Contour annotation records
Start

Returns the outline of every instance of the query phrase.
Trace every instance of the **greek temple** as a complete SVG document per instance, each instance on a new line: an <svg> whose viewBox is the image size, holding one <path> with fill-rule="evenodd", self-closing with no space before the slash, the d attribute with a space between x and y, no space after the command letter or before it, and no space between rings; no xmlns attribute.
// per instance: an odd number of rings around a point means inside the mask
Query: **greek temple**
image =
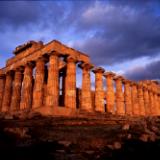
<svg viewBox="0 0 160 160"><path fill-rule="evenodd" d="M57 40L29 41L13 54L0 69L2 113L160 115L158 81L135 82L95 67L88 55ZM77 68L82 70L81 88L77 87Z"/></svg>

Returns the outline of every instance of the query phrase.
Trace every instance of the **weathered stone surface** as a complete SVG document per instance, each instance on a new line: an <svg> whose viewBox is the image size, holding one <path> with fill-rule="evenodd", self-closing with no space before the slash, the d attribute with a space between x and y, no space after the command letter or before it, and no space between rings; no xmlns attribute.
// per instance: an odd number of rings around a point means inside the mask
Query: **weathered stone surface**
<svg viewBox="0 0 160 160"><path fill-rule="evenodd" d="M20 102L21 110L29 111L32 107L33 67L34 67L33 63L28 63L24 69L22 96Z"/></svg>
<svg viewBox="0 0 160 160"><path fill-rule="evenodd" d="M93 72L95 73L95 110L105 112L103 90L103 73L105 70L101 67L97 67Z"/></svg>
<svg viewBox="0 0 160 160"><path fill-rule="evenodd" d="M71 56L67 58L65 106L76 109L76 59Z"/></svg>
<svg viewBox="0 0 160 160"><path fill-rule="evenodd" d="M118 115L124 115L125 109L124 109L124 94L122 91L122 80L123 77L117 76L114 78L116 82L116 114Z"/></svg>
<svg viewBox="0 0 160 160"><path fill-rule="evenodd" d="M14 82L13 82L13 93L11 100L11 111L20 110L20 101L21 101L21 87L23 79L23 68L19 68L15 71Z"/></svg>
<svg viewBox="0 0 160 160"><path fill-rule="evenodd" d="M44 98L44 78L45 78L45 59L39 58L36 61L35 83L33 89L33 105L32 108L38 108L43 105Z"/></svg>
<svg viewBox="0 0 160 160"><path fill-rule="evenodd" d="M132 115L132 96L131 96L131 81L123 80L124 83L124 101L125 111L127 115Z"/></svg>
<svg viewBox="0 0 160 160"><path fill-rule="evenodd" d="M115 113L115 93L113 87L113 77L115 76L112 72L105 72L104 77L106 78L106 106L107 112Z"/></svg>
<svg viewBox="0 0 160 160"><path fill-rule="evenodd" d="M12 82L13 82L13 72L8 72L6 74L3 102L2 102L2 112L8 112L11 104L12 96Z"/></svg>
<svg viewBox="0 0 160 160"><path fill-rule="evenodd" d="M144 108L144 94L143 94L143 86L142 84L138 84L138 102L139 102L139 112L140 115L145 115L145 108Z"/></svg>
<svg viewBox="0 0 160 160"><path fill-rule="evenodd" d="M93 65L82 63L79 66L82 68L81 109L92 112L90 69L93 68Z"/></svg>
<svg viewBox="0 0 160 160"><path fill-rule="evenodd" d="M53 52L49 59L48 82L47 82L47 99L46 106L51 108L58 106L59 101L59 70L58 70L58 53Z"/></svg>
<svg viewBox="0 0 160 160"><path fill-rule="evenodd" d="M131 84L131 95L132 95L132 113L133 115L140 115L139 103L138 103L138 93L137 93L137 83L133 82Z"/></svg>
<svg viewBox="0 0 160 160"><path fill-rule="evenodd" d="M0 74L0 112L1 112L1 109L2 109L4 86L5 86L5 75L4 74Z"/></svg>

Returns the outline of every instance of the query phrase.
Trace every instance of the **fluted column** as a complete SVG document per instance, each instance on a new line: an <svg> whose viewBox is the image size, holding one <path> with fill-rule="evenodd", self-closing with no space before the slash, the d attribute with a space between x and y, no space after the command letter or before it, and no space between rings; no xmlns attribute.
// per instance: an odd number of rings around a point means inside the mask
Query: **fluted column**
<svg viewBox="0 0 160 160"><path fill-rule="evenodd" d="M21 103L20 103L21 110L29 111L32 107L33 67L34 67L34 64L29 62L26 64L24 69L22 96L21 96Z"/></svg>
<svg viewBox="0 0 160 160"><path fill-rule="evenodd" d="M138 102L139 102L139 112L140 115L145 115L145 108L144 108L144 96L143 96L143 86L142 84L138 84Z"/></svg>
<svg viewBox="0 0 160 160"><path fill-rule="evenodd" d="M95 73L95 110L105 112L104 108L104 90L103 90L103 73L104 69L97 67L93 70Z"/></svg>
<svg viewBox="0 0 160 160"><path fill-rule="evenodd" d="M76 59L71 56L67 58L65 106L76 109Z"/></svg>
<svg viewBox="0 0 160 160"><path fill-rule="evenodd" d="M148 85L148 94L149 94L149 108L151 115L154 115L154 105L153 105L153 92L150 85Z"/></svg>
<svg viewBox="0 0 160 160"><path fill-rule="evenodd" d="M43 105L44 98L44 76L45 76L45 59L43 57L36 61L35 83L33 90L33 105L32 108L38 108Z"/></svg>
<svg viewBox="0 0 160 160"><path fill-rule="evenodd" d="M116 82L116 114L124 115L124 94L122 90L122 80L123 77L117 76L115 77Z"/></svg>
<svg viewBox="0 0 160 160"><path fill-rule="evenodd" d="M1 112L1 109L2 109L4 86L5 86L5 75L2 74L2 75L0 75L0 112Z"/></svg>
<svg viewBox="0 0 160 160"><path fill-rule="evenodd" d="M13 82L13 94L11 101L11 111L18 111L20 109L21 101L21 87L23 78L23 68L18 68L15 70L14 82Z"/></svg>
<svg viewBox="0 0 160 160"><path fill-rule="evenodd" d="M123 80L124 83L124 102L126 114L132 115L132 96L131 96L131 81Z"/></svg>
<svg viewBox="0 0 160 160"><path fill-rule="evenodd" d="M132 113L133 115L139 115L139 103L138 103L138 95L137 95L137 84L132 82L131 84L131 95L132 95Z"/></svg>
<svg viewBox="0 0 160 160"><path fill-rule="evenodd" d="M3 102L2 102L2 112L8 112L11 104L12 96L12 82L13 82L13 72L9 71L6 74Z"/></svg>
<svg viewBox="0 0 160 160"><path fill-rule="evenodd" d="M59 53L53 52L49 57L47 99L49 107L59 106Z"/></svg>
<svg viewBox="0 0 160 160"><path fill-rule="evenodd" d="M81 109L93 111L90 78L90 70L93 68L93 65L82 63L79 67L82 68Z"/></svg>
<svg viewBox="0 0 160 160"><path fill-rule="evenodd" d="M147 116L151 115L151 110L149 106L148 88L145 85L144 85L144 106L145 106L145 115Z"/></svg>
<svg viewBox="0 0 160 160"><path fill-rule="evenodd" d="M105 72L104 77L106 78L106 106L107 112L115 113L115 93L113 86L113 77L115 76L112 72Z"/></svg>

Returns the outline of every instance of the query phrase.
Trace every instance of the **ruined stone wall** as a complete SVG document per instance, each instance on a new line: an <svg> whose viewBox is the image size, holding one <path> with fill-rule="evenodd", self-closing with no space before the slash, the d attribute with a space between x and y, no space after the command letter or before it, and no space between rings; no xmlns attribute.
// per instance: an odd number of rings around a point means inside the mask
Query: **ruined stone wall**
<svg viewBox="0 0 160 160"><path fill-rule="evenodd" d="M14 54L0 69L0 112L160 115L160 84L156 81L133 82L105 72L94 67L84 53L55 40L46 45L28 42L17 47ZM76 85L77 67L82 70L81 88ZM91 71L95 74L94 83ZM95 85L94 90L91 84Z"/></svg>

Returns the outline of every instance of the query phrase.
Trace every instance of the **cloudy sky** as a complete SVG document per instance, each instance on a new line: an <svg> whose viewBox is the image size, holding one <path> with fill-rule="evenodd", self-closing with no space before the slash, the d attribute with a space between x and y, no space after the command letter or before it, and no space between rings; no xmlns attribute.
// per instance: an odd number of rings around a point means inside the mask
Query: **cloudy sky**
<svg viewBox="0 0 160 160"><path fill-rule="evenodd" d="M17 45L53 39L129 79L160 79L159 0L0 1L0 67Z"/></svg>

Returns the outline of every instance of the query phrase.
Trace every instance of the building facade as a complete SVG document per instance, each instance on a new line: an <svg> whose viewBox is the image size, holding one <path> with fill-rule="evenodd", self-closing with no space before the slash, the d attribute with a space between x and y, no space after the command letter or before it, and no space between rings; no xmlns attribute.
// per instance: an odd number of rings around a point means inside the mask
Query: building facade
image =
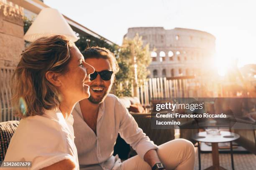
<svg viewBox="0 0 256 170"><path fill-rule="evenodd" d="M181 28L138 27L129 28L124 37L131 39L137 33L151 51L150 78L203 76L215 71L215 38L212 34Z"/></svg>

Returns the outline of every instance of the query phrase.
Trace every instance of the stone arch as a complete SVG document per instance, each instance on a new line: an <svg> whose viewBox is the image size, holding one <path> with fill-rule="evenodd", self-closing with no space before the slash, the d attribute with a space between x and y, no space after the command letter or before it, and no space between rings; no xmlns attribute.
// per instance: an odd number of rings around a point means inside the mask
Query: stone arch
<svg viewBox="0 0 256 170"><path fill-rule="evenodd" d="M181 68L179 68L179 75L182 75L182 69Z"/></svg>
<svg viewBox="0 0 256 170"><path fill-rule="evenodd" d="M158 77L158 73L157 70L155 69L153 70L153 77L154 78Z"/></svg>
<svg viewBox="0 0 256 170"><path fill-rule="evenodd" d="M152 51L151 54L151 57L152 58L152 61L156 61L156 57L157 57L157 53L155 51Z"/></svg>
<svg viewBox="0 0 256 170"><path fill-rule="evenodd" d="M171 77L174 77L175 75L174 68L171 69Z"/></svg>

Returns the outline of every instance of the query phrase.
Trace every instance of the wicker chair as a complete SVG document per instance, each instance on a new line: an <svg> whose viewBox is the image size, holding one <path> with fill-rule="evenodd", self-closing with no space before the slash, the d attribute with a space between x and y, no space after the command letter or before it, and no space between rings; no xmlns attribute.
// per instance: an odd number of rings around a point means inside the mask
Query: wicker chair
<svg viewBox="0 0 256 170"><path fill-rule="evenodd" d="M256 155L256 130L235 129L234 131L240 135L240 138L236 142L248 151Z"/></svg>
<svg viewBox="0 0 256 170"><path fill-rule="evenodd" d="M138 123L150 140L159 145L174 139L173 129L152 129L151 127L151 114L131 113Z"/></svg>
<svg viewBox="0 0 256 170"><path fill-rule="evenodd" d="M9 144L20 122L11 120L0 122L0 161L3 161Z"/></svg>

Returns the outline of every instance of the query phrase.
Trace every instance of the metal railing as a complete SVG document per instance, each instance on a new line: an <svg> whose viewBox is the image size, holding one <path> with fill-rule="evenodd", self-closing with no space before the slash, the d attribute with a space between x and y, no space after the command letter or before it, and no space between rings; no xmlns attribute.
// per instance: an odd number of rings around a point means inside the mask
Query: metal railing
<svg viewBox="0 0 256 170"><path fill-rule="evenodd" d="M11 103L11 78L14 71L12 68L0 68L0 122L17 120Z"/></svg>

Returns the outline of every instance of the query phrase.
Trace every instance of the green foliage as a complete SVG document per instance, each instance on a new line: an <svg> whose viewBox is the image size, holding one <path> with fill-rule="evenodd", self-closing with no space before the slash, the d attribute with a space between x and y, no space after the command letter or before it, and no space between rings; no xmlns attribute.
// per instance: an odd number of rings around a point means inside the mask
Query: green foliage
<svg viewBox="0 0 256 170"><path fill-rule="evenodd" d="M118 96L131 95L131 85L124 86L122 90L120 90L120 83L125 85L126 82L130 84L135 81L134 57L136 57L137 65L138 80L145 80L149 74L147 68L151 62L148 45L143 46L142 38L137 34L132 40L125 38L123 45L119 50L117 58L120 67L120 71L116 75L116 95ZM138 82L138 85L141 82Z"/></svg>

End

Return the records from their first line up to and including the line containing "40L29 41L13 54L0", copied line for line, leaving out the pictures.

◆ RESULT FOR THIS TASK:
Returns the outline of every instance of the query phrase.
Trace every instance of the **greek temple** as a complete SVG document per instance, each instance on a new line: an <svg> whose viewBox is the image size, holding one <path> with fill-rule="evenodd", self-closing with no space before the slash, the d attribute with a space between x and y, no space after the command letter or before it, and no space between rings; no xmlns attribute.
// per instance: an odd number of rings around a point means inside the mask
Query: **greek temple**
image =
<svg viewBox="0 0 160 160"><path fill-rule="evenodd" d="M57 40L29 41L13 54L0 69L2 113L160 115L158 81L135 82L95 67L88 55ZM77 68L82 70L81 88L77 87Z"/></svg>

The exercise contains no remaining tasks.